• TASK GOAL
Return every record below word for word, keeping each line as it stands.

• RECORD LIST
#####

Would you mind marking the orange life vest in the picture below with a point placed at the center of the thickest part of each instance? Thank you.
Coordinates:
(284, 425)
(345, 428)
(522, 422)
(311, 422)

#####

• TASK SOLUTION
Would you mind marking the orange life vest in the picture below with a point placed at the center of the thickest part of each instance? Thank you.
Coordinates:
(284, 425)
(345, 428)
(522, 422)
(311, 422)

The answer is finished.